◆ **Problems to solve**:
- A) Update the heart attack account from "We arrived at" to "it as pain.", changing "touch screen" to "kiosk screen".
- B) According to the heart attack account, how many miles had the author hiked in two days?

Words matter during a heart attack

Recent research suggests that the ways in which men and women describe heart attack symptoms differently can affect diagnosis in urgent situations. Heart attack survivor and patient advocate Maggie Parke tells us her story.

Everyone who knows me and has worked with me knows I can be outspoken. I wear my emotions on my sleeve and am not afraid to speak up. Why I didn’t speak up on a Saturday in April 2015 will always haunt me.

I had been hiking the same dunes near my house for years in Western MI with my neighbour Carla. This particular week I was trying to push myself before a long trip to San Francisco for a client. Saturday morning, a day before a five hour flight, I really pushed myself. Something was off that day, and I didn’t feel quite right. At the end of my hike, I waited for Carla to finish hers and sat down. I was red in the face, and couldn’t concentrate. On our way down, I collapsed, a sharp pain running through my chest that came and went quickly. It seemed odd, but I didn’t give it a second thought. I must have pulled a muscle.

At home, I took a shower, fading in and out of consciousness – something that didn’t faze me at all. After that, I threw up for four straight hours. I chalked it up to the fact that I overdid it on my hike. It had to be exertion as I had hiked over 11.5 miles in two days. Then I was uncomfortable – the word I will always regret using. I couldn’t get comfortable and was writhing away on the bedroom floor for hours. I still thought I had pulled a muscle and just kept trying to get in a position of relief. Then, an impending sense of doom came over me, and I knew something was wrong. I asked my husband to take me to the local urgent care. Two years prior, he had similar symptoms, which turned out to be an allergic reaction. That had to be it – I was 42 at the time and thought I was healthy – it was an allergic reaction.

“What I was experiencing wasn’t pain; it was pressure and cramping that moved and came and went. I would never have thought to describe it as pain”

We arrived at urgent care, and I sat up against the wall waiting to check-in. My husband said, “You have to use the touch screen to enter your info”. I tried to put in my info, and then it asked if I was suffering chest pain. I said, “No.” I was extremely uncomfortable; it wasn’t what I considered to be pain. Pain, to me, was a throbbing, direct source of pain. What I was experiencing wasn’t pain; it was pressure and cramping that moved and came and went. I would never have thought to describe it as pain.

I was sent to wait it out in the waiting room. As I was waiting to hear my name called, I couldn’t sit still. I was on my knees, huddled over the chair, trying to get comfortable, and it wasn’t working.

Fifteen minutes later, I had been called to the nurse’s station. I said, “I am really uncomfortable.” The response was, “You must be having a panic attack or an asthma attack.” I said “I don’t have asthma, and I’m not panicked” as I squirmed all over their desk, trying to soothe myself from this unpleasant sensation in my chest. I could not sit still. They finally took me back to a room and asked more questions. They had placed an oxygen sensor on my finger and concluded it wasn’t working. They tried two more, still not working. Another five minutes went by, and they did an EKG. Afterwards, a doctor came back, and calmly said: “Margaret, you are having a heart attack.” My husband jumped up as my jaw dropped. No wonder the oxygen sensors didn’t work – I was in impending cardiogenic shock.

◆ **Available data**:
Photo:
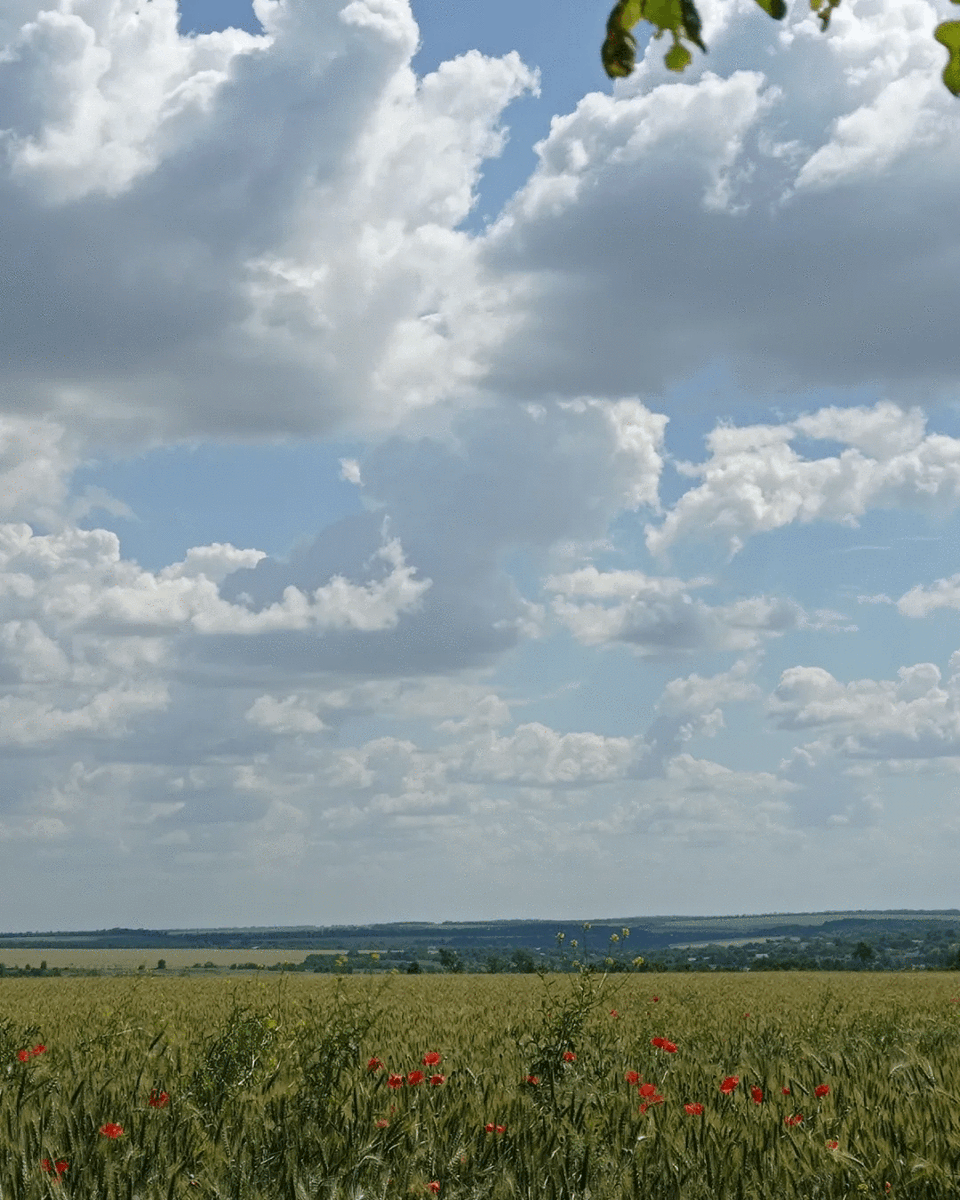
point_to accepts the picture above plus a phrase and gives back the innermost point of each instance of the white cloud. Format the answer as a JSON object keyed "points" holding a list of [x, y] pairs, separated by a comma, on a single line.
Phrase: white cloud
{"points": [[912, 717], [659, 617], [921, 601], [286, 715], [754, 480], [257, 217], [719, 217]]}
--
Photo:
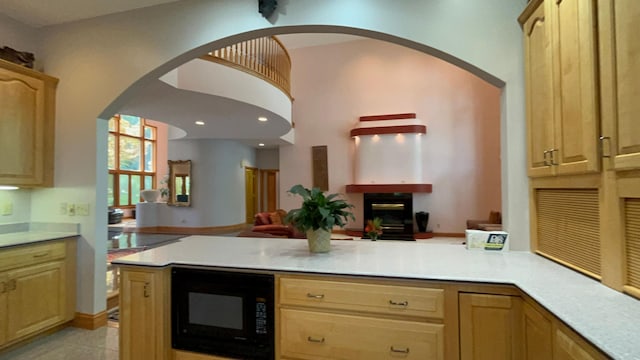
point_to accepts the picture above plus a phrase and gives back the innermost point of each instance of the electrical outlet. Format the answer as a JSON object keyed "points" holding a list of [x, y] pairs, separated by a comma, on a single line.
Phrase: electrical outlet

◆ **Solutions for each task**:
- A)
We arrived at urgent care, and I sat up against the wall waiting to check-in. My husband said, “You have to use the kiosk screen to enter your info”. I tried to put in my info, and then it asked if I was suffering chest pain. I said, “No.” I was extremely uncomfortable; it wasn’t what I considered to be pain. Pain, to me, was a throbbing, direct source of pain. What I was experiencing wasn’t pain; it was pressure and cramping that moved and came and went. I would never have thought to describe it as pain.

- B) Over 11.5 miles.